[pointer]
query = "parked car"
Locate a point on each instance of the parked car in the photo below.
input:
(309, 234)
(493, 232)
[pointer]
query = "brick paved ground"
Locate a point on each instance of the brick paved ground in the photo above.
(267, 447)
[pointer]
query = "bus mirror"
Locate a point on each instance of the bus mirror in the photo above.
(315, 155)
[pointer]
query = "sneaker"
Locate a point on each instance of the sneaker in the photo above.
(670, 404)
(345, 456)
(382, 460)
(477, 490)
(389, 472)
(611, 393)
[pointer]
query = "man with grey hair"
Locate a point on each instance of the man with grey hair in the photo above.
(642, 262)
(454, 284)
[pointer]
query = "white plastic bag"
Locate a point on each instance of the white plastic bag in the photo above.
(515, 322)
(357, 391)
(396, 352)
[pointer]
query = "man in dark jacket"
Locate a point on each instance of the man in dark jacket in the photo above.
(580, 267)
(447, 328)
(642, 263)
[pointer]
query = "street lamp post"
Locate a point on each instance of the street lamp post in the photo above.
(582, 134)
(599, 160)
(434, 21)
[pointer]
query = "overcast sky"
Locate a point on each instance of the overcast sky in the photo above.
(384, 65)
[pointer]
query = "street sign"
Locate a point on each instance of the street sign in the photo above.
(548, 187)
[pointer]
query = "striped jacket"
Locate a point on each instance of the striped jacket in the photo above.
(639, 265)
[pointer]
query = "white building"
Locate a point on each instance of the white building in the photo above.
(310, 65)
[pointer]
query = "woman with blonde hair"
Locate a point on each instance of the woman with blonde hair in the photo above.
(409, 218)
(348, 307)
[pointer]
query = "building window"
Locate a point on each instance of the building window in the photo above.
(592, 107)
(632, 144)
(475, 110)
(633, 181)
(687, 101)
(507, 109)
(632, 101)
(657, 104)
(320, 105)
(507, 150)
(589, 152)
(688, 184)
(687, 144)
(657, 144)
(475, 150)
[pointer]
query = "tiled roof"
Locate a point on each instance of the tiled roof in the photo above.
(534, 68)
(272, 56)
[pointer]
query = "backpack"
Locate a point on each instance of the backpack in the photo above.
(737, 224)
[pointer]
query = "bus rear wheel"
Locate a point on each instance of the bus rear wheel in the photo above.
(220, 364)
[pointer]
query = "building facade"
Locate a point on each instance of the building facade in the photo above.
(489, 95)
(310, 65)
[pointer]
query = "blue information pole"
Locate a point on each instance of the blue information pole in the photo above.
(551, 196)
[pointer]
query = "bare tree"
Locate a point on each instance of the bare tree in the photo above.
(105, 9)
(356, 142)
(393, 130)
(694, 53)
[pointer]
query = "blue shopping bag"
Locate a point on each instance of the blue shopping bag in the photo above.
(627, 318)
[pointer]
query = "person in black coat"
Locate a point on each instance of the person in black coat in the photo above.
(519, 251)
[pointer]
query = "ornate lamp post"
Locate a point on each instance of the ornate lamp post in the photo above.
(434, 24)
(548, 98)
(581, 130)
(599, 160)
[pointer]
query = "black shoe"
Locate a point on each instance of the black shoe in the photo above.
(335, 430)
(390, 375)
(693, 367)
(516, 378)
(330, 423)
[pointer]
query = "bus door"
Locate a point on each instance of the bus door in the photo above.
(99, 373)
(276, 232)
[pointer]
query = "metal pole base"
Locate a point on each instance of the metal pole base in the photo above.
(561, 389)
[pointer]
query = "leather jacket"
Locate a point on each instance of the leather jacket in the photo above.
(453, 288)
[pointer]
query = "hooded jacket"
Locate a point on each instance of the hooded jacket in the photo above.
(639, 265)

--

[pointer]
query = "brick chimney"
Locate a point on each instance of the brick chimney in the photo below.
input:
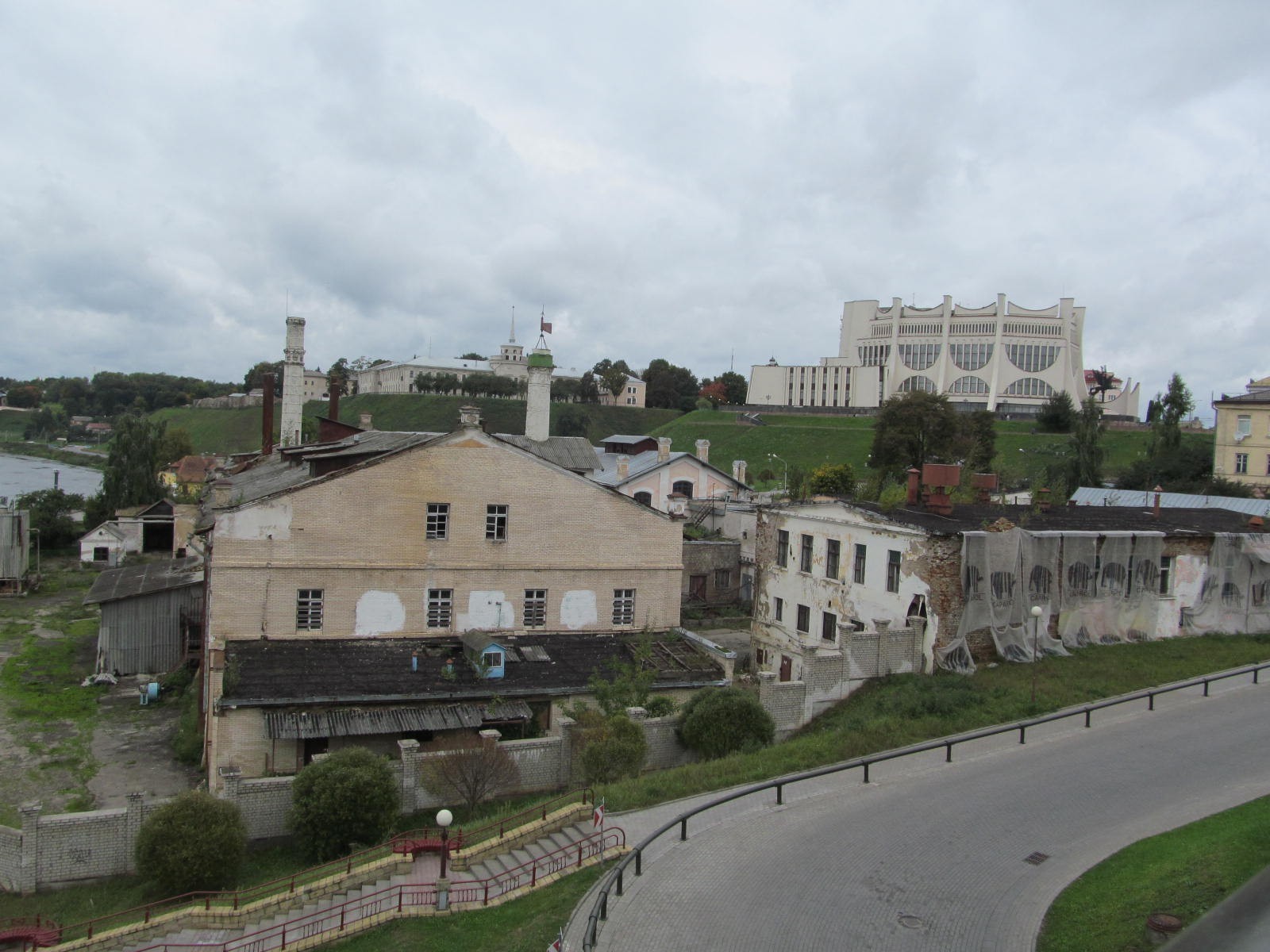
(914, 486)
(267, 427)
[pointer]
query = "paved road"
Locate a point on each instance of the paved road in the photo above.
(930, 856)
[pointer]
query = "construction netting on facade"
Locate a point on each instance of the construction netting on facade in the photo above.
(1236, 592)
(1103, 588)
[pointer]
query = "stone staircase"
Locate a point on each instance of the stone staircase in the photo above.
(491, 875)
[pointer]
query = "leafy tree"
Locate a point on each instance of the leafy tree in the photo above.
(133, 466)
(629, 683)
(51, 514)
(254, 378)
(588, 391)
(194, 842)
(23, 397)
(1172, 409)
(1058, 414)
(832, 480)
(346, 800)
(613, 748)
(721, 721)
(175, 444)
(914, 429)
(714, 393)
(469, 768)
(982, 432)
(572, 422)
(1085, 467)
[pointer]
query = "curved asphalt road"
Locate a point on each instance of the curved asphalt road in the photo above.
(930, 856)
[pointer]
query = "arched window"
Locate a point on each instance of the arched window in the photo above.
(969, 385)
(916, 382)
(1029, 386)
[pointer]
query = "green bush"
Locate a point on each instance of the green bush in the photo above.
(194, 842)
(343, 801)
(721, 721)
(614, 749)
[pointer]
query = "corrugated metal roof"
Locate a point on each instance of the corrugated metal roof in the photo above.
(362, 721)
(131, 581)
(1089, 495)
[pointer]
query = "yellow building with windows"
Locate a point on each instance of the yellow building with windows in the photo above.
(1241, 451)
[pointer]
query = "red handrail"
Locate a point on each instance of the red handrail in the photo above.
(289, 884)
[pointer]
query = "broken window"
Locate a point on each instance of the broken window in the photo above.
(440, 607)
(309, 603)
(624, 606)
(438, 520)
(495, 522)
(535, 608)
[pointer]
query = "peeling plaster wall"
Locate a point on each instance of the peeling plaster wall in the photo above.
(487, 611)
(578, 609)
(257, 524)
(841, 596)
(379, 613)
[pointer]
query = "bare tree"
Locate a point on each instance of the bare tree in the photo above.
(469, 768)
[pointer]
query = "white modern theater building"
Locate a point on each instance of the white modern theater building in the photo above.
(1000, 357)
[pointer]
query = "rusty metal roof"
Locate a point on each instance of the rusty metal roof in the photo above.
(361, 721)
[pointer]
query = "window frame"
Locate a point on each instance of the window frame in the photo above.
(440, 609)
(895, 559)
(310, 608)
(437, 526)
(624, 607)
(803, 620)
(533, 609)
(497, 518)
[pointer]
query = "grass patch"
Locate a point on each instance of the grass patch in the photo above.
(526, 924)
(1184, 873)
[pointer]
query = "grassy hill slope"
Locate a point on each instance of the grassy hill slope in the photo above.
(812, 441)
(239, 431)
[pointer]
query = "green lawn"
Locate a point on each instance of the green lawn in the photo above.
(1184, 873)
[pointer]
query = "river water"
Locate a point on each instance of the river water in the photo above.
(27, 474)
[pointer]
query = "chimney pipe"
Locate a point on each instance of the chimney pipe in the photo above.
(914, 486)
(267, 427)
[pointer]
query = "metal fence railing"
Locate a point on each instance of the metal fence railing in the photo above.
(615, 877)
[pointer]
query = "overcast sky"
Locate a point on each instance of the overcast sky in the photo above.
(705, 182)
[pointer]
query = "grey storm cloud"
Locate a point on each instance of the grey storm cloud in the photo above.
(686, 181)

■ The problem ■
Extract every line of the records above that contains the string "black", matching case exactly.

■ Written solution ■
query = "person in black coat"
Locate a point on each instance of the person in black coat in the photo above.
query = "black shoe"
Locate a point on each instance of the black shoe in the photo above.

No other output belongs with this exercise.